OBJECTIVE: In the listing below, please print the line that contains "the white ceremonial" and every line that follows it, exactly.

>> Begin

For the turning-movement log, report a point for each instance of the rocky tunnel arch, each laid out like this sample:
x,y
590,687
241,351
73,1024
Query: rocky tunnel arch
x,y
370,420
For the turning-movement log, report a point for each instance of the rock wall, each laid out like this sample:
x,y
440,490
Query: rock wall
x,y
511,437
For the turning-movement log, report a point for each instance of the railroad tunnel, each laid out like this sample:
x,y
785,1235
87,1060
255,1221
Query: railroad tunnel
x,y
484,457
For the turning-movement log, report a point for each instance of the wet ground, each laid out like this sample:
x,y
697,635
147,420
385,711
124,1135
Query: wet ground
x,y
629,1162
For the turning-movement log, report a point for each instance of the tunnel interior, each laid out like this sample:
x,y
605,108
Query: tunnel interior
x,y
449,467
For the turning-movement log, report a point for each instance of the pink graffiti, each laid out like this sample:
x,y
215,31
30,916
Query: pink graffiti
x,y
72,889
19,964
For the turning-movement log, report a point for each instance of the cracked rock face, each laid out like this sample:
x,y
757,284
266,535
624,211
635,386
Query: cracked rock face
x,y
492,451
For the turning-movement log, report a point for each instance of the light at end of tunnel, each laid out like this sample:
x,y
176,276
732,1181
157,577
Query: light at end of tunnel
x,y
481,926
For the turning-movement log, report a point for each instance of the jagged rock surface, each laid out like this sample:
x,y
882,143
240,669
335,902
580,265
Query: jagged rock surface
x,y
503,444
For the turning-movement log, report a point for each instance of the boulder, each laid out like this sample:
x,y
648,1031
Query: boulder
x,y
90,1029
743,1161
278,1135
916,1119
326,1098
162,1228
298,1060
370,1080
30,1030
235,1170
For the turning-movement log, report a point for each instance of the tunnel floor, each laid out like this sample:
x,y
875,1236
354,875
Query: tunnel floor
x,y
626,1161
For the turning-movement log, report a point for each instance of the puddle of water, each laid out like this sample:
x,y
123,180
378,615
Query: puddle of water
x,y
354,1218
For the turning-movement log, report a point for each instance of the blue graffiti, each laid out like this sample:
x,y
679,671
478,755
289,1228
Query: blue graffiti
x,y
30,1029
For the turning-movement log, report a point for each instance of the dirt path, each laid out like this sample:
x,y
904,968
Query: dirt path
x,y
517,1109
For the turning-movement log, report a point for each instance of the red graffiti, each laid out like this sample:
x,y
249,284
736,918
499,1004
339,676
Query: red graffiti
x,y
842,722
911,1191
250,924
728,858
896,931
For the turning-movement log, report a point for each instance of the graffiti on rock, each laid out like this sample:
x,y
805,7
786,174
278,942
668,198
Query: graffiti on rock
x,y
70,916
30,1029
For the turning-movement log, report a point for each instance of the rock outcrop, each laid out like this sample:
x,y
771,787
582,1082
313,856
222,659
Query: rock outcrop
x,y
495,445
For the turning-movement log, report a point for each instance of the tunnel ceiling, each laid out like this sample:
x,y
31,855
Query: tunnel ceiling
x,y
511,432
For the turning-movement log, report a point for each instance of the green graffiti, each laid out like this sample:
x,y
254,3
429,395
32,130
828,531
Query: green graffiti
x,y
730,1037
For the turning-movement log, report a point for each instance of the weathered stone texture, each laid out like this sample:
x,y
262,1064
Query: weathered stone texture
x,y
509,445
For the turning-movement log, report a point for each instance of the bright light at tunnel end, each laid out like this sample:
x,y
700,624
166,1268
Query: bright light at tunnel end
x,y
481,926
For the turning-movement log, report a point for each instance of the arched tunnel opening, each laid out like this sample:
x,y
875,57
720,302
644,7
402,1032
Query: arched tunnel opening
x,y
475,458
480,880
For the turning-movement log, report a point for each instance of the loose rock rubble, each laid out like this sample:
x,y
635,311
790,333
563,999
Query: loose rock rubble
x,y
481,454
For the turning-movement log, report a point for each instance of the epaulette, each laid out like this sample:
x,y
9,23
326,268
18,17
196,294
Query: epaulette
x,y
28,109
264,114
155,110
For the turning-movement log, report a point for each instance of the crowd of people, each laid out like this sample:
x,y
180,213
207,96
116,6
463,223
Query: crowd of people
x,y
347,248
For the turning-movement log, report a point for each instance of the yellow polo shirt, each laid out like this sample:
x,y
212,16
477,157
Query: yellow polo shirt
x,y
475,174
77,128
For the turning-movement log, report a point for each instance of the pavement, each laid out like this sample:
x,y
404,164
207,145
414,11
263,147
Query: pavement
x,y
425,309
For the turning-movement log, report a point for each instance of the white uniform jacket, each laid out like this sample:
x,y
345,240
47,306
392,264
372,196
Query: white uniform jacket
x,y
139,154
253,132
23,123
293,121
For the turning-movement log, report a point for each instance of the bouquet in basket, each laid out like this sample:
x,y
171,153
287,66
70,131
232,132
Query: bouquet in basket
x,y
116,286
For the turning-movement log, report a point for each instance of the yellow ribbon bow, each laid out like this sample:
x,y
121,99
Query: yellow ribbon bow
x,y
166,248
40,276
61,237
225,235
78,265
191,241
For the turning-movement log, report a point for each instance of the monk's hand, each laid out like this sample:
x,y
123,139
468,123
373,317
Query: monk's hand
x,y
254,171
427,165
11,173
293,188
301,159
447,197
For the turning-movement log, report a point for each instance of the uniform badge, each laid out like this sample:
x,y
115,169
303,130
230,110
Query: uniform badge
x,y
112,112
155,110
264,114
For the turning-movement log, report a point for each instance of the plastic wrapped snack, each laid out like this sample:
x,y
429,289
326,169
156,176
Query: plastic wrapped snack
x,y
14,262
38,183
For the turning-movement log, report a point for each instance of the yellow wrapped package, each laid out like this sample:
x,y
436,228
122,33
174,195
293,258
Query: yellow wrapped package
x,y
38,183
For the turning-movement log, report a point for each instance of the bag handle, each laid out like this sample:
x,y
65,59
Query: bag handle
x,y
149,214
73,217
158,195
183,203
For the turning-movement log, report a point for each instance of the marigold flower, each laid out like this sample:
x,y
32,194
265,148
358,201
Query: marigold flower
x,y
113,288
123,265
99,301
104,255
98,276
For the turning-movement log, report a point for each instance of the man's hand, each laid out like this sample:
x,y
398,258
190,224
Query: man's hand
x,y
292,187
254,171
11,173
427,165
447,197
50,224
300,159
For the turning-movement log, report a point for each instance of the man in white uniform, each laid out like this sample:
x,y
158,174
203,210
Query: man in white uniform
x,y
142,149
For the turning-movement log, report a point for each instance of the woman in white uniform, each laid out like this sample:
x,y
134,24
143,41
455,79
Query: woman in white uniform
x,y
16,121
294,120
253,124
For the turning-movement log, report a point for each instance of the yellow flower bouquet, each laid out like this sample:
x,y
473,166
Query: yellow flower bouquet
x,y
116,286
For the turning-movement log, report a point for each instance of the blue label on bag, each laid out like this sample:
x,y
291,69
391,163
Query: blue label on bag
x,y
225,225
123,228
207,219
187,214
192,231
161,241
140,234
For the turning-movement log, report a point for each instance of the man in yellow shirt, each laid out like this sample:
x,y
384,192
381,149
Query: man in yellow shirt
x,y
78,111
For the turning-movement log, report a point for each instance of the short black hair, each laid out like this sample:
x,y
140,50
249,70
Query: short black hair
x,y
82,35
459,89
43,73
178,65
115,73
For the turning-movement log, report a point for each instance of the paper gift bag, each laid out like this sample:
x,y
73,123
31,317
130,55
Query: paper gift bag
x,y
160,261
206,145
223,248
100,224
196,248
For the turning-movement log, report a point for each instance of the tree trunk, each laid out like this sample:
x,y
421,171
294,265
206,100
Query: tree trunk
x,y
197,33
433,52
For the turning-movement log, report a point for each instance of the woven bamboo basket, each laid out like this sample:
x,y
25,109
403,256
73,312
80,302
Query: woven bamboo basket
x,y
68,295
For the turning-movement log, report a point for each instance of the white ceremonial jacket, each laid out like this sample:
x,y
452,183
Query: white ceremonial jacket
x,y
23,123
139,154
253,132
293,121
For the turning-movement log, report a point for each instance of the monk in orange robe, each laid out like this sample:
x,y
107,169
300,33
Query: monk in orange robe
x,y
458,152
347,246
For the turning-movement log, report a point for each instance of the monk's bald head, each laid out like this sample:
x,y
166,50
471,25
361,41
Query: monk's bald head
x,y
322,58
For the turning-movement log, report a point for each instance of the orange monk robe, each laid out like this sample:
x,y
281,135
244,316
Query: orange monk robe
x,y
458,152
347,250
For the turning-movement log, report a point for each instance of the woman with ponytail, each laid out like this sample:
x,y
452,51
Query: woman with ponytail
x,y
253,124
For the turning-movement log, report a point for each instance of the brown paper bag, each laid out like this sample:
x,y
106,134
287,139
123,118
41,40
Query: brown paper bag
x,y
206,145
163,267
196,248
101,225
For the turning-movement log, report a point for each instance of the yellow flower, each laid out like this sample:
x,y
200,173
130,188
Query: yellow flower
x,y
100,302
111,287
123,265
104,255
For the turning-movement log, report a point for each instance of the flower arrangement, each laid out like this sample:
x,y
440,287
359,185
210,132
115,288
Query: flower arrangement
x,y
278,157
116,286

>> End

FINISHED EXERCISE:
For the turning-movement log, report a point for each instance of the white ceremonial jacket, each laid out like this sample:
x,y
452,183
Query: white ceremonial jacket
x,y
23,123
139,154
253,132
293,121
For the turning-movement log, report a point for each instance of the monk in orange robe, each laid out like this sample:
x,y
107,169
300,33
Query: monk in orange robe
x,y
458,152
347,246
For the turning-movement log, report a point for each instance of the monk's bald head, each laid out like this sample:
x,y
166,50
471,25
361,41
Query: monk's bald head
x,y
322,58
For the turning-movement log, report a point for each instance of the orange monk robe, each laid out like this sample:
x,y
281,135
244,316
Query: orange monk robe
x,y
458,152
347,250
For the turning-movement log, report a point for each instance of the woman with ponytail, each laid out like this sample:
x,y
452,51
Query: woman with ponytail
x,y
253,124
For the turning-movement log, report a point for each instance of the brown paper bag, each laid out like this sample:
x,y
106,134
287,139
123,118
41,40
Query: brown paper bag
x,y
206,145
163,267
196,248
101,225
For the turning-movement log, report a point for each instance of the yellow flower, each laid out like this sample:
x,y
200,173
130,188
Query: yellow flower
x,y
100,302
111,287
123,265
104,255
For the turning-movement log, report a point for each instance of the flower arrangement, each laid out like this sample:
x,y
440,287
359,185
210,132
115,288
Query: flower arrangement
x,y
278,157
116,286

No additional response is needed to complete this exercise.